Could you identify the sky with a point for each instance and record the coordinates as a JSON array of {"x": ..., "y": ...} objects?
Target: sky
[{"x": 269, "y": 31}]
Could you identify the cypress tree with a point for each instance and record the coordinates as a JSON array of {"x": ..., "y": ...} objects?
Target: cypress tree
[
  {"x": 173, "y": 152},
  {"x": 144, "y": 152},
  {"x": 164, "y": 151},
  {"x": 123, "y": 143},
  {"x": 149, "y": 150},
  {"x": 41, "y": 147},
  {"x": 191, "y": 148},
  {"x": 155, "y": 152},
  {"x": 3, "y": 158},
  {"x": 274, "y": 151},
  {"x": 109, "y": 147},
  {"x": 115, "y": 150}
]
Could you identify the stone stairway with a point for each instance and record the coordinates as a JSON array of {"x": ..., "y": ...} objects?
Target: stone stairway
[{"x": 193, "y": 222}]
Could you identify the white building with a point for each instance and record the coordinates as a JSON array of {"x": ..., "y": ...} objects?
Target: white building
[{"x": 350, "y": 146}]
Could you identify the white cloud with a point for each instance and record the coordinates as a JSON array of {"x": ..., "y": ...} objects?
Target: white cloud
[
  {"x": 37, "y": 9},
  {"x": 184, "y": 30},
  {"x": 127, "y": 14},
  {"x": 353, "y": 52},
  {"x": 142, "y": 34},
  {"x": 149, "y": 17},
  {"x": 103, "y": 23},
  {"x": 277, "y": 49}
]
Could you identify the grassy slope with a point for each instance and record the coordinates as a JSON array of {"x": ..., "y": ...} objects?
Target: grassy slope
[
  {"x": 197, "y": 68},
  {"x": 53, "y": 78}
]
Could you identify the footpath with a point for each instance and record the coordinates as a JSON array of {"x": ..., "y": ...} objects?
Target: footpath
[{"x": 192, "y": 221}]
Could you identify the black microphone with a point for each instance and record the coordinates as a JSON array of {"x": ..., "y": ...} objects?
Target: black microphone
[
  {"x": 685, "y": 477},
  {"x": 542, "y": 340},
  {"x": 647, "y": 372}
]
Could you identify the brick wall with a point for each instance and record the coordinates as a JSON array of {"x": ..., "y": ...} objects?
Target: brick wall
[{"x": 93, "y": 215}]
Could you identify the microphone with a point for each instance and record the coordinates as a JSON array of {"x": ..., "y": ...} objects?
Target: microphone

------------------------------------------------

What is being asked: Print each record word for word.

Exercise output:
Could you identify the sky with a point for each instance and record the coordinates as a JSON array of {"x": ..., "y": ...} objects?
Target: sky
[{"x": 269, "y": 31}]
Could you identify the cypress tree with a point for each instance and record the coordinates as a JSON array of {"x": ..., "y": ...} objects?
Target: cypress tree
[
  {"x": 173, "y": 152},
  {"x": 144, "y": 152},
  {"x": 164, "y": 151},
  {"x": 123, "y": 143},
  {"x": 149, "y": 150},
  {"x": 41, "y": 147},
  {"x": 191, "y": 148},
  {"x": 155, "y": 152},
  {"x": 3, "y": 158},
  {"x": 274, "y": 151},
  {"x": 109, "y": 147},
  {"x": 115, "y": 150}
]
Could you identify the stone stairway with a point for each instance and record the coordinates as a JSON array of {"x": ..., "y": ...} objects?
Target: stone stairway
[{"x": 193, "y": 222}]
Could you identify the white building with a point for each instance and record the coordinates as a JSON array of {"x": ..., "y": ...} objects?
Target: white building
[{"x": 350, "y": 146}]
Could you identify the white cloud with a point for each instance and record the coordinates as a JSON array of {"x": ..., "y": ...} objects?
Target: white cloud
[
  {"x": 37, "y": 9},
  {"x": 184, "y": 30},
  {"x": 127, "y": 14},
  {"x": 353, "y": 52},
  {"x": 142, "y": 34},
  {"x": 149, "y": 17},
  {"x": 103, "y": 23},
  {"x": 277, "y": 49}
]
Could you identify the grassy slope with a point for each instance and record the coordinates as a JSON array of {"x": ..., "y": ...} objects?
Target: grassy slope
[
  {"x": 197, "y": 68},
  {"x": 53, "y": 78}
]
Could you identify the footpath with a point for each instance and record the coordinates as a JSON array of {"x": ..., "y": ...} objects?
Target: footpath
[{"x": 192, "y": 221}]
Could you identify the black microphone with a point for each instance and record the coordinates as a JSON array of {"x": ..., "y": ...} objects?
Target: black microphone
[
  {"x": 685, "y": 477},
  {"x": 542, "y": 340},
  {"x": 647, "y": 372}
]
Could you identify the brick wall with a point for each instance and record the coordinates as a JSON array of {"x": ..., "y": ...} objects?
Target: brick wall
[{"x": 93, "y": 215}]
Could you identify the microphone with a point for each instance and record the coordinates as a JSON array of {"x": ..., "y": ...} objects?
Target: microphone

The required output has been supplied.